_Problem set:_
**1)** Answer these questions about the COVID-19 DisGeNET data collection text:
(a) To which dataset were the text mining tools applied?
(b) Under which license is the data available?
(c) What was added in Version 5.0?
**2)** Write the next part of the COVID-19 DisGeNET data collection text, picking up after its last line.

_Study text:_

********************

COVID-19 DisGeNET data collection

The web shows the results of applying state-of-the art text mining tools developed by MedBioinformatics solutions to the LitCovid dataset (Chen, Allot, and Lu, 2020), to identify mentions of diseases, signs and symptoms. The LitCovid dataset contains a selection of papers referring to Coronavirus 19 disease.

Our text mining tools scan those articles and identify any mention of genes, diseases and phenotypes, together with mentions of the COVID-19 virus. These mentions are normalized to standard vocabularies. The data can be downloaded here

The data is available under license the Attribution-NonCommercial-ShareAlike 4.0 International License whose text can be found here.

For more information, please contact usat support(at)disgenet(dot)org

In the image below, we represent the genes and disease more frequently mentioned together with CoVID-19 and with SARS CoV-2.

Data History

  • Version 5.0 released (September 28, 2020)
    • Variant information has been added.

********************

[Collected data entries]

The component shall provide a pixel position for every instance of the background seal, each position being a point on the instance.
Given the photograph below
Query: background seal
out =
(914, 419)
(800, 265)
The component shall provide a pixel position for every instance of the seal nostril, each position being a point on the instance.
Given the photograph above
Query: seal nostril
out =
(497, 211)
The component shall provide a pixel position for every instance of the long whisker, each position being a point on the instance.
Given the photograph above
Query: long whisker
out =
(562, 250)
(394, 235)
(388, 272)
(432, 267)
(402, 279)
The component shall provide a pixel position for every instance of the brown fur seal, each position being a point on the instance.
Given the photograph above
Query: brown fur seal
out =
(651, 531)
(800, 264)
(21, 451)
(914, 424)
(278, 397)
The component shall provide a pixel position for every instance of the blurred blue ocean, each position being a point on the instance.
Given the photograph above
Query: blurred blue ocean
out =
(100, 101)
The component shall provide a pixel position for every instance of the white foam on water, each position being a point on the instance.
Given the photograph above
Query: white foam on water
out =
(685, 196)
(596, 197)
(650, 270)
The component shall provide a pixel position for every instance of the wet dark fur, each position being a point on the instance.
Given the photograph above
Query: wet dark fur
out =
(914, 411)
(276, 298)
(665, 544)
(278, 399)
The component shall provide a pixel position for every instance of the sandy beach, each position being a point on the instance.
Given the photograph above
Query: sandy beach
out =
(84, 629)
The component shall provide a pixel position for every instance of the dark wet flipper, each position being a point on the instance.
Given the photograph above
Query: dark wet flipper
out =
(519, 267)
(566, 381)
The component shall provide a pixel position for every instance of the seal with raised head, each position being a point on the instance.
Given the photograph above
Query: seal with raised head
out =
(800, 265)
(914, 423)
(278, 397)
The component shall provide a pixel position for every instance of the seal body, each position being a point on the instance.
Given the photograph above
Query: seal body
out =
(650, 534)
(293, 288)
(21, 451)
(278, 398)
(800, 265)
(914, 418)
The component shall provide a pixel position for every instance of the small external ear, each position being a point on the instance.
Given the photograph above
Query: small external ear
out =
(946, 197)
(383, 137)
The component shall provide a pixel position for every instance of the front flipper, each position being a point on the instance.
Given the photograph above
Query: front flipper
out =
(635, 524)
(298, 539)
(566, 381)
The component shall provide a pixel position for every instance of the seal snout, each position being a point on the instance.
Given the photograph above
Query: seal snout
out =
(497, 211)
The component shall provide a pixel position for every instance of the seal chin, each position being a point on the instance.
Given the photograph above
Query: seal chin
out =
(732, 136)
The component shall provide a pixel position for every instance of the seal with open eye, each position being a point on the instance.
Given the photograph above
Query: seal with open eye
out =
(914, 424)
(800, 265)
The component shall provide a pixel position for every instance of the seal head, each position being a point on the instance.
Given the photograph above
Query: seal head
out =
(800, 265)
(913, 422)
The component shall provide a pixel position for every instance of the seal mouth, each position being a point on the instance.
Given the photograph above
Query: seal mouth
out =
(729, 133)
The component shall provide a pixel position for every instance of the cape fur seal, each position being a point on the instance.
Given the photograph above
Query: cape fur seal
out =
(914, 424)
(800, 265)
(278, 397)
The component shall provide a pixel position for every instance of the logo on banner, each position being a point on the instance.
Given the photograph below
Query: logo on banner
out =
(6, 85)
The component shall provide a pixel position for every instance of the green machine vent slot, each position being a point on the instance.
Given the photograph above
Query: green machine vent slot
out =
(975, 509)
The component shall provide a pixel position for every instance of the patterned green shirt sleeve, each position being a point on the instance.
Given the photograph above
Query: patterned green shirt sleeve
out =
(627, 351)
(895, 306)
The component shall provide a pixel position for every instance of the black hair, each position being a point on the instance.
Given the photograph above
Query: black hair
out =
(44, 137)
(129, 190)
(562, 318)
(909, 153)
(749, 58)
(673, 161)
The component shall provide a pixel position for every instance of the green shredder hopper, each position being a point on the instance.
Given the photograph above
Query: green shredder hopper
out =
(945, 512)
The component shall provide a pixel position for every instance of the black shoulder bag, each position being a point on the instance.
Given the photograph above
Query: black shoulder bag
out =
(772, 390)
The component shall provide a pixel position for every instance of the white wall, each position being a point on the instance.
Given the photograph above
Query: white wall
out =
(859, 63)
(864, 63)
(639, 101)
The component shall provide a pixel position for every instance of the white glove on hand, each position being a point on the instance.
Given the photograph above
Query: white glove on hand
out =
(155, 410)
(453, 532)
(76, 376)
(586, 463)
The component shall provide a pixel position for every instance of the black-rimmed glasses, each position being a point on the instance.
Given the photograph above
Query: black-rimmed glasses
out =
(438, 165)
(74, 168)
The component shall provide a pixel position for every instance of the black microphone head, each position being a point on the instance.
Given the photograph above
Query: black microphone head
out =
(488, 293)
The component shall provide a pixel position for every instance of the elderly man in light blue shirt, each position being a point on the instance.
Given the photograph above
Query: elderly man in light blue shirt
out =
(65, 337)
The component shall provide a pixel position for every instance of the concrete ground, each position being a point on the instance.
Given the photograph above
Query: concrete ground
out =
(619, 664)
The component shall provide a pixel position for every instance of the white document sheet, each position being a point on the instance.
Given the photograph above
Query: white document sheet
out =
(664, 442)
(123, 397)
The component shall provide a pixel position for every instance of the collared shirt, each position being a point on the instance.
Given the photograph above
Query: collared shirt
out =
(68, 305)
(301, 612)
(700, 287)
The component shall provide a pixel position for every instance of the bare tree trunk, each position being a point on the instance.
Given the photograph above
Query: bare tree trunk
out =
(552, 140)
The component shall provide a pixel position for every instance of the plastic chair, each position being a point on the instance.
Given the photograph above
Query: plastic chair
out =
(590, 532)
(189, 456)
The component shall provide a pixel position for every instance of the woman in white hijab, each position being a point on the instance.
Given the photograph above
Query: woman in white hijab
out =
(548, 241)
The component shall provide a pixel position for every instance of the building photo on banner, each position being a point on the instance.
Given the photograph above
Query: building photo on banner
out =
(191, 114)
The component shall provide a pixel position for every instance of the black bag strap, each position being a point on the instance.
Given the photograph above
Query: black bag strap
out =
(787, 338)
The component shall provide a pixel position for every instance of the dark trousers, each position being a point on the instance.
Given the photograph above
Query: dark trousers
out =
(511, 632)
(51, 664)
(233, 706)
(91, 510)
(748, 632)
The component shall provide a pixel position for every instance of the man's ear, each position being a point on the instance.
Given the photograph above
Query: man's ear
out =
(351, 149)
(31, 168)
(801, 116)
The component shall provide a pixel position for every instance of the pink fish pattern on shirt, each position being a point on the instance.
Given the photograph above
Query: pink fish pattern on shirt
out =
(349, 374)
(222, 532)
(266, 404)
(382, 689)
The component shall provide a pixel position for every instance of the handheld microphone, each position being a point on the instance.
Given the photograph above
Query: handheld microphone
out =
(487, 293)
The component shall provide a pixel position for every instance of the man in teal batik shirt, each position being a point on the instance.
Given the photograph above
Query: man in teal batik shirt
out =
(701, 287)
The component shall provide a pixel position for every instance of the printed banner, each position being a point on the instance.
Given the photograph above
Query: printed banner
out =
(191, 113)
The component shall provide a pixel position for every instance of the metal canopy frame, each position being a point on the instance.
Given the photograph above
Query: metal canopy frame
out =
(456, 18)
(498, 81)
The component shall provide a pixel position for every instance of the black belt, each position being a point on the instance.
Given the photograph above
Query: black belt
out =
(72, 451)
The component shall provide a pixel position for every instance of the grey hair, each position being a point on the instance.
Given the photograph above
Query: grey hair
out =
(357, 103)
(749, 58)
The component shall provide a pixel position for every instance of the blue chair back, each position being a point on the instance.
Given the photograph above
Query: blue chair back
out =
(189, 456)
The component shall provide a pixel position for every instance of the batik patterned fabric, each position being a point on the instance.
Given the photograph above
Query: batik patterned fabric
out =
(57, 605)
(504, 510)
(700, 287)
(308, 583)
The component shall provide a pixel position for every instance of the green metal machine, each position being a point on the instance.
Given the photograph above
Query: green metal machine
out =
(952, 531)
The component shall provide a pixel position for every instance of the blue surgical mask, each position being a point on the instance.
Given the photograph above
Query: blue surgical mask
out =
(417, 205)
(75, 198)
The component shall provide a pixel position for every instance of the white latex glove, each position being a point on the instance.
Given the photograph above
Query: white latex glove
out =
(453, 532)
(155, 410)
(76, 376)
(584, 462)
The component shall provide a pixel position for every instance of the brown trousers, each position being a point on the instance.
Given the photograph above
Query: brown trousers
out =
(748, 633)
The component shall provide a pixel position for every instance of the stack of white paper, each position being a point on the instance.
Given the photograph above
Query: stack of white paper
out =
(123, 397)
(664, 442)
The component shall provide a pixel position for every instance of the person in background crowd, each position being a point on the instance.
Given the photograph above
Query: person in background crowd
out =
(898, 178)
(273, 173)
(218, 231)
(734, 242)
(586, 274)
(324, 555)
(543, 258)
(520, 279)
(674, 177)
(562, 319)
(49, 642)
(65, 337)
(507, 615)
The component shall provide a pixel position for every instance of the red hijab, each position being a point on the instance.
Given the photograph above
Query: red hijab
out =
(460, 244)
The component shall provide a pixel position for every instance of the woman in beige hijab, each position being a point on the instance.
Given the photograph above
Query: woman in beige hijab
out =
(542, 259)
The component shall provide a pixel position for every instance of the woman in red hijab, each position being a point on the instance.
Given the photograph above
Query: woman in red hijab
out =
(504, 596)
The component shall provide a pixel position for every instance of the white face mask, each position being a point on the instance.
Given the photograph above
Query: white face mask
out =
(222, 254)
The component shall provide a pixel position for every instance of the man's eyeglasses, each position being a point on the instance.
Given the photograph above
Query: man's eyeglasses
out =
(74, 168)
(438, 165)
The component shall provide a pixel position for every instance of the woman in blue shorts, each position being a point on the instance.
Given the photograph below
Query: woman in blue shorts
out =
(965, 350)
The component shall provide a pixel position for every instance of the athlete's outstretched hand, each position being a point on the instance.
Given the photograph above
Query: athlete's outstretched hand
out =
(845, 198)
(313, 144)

********************

_Results for each task:_
**1)**
(a) The LitCovid dataset (Chen, Allot, and Lu, 2020).
(b) The Attribution-NonCommercial-ShareAlike 4.0 International License.
(c) Variant information.

**2)**
    • The dataset contains 1843 genes, and 4018 diseases, and 211 variants, and phenotypes over 49410 publications.
  • Version 4.0 released (July 14, 2020)
    • The dataset contains 863 genes, and 2563 diseases and phenotypes over 21.620 publications.
  • Version 3.0 released (June 10, 2020)
    • Gene information has been added.
    • The dataset contains 754 genes, and 2,101 diseases and phenotypes over 15430 publications.
  • Version 2.0 released (May 20, 2020)
    • The dataset contains 1569 diseases and phenotypes over 11,297 publications.
  • Version 1.0 released (April 19, 2020)
    • The dataset contains 905 diseases and phenotypes over 4,833 publications.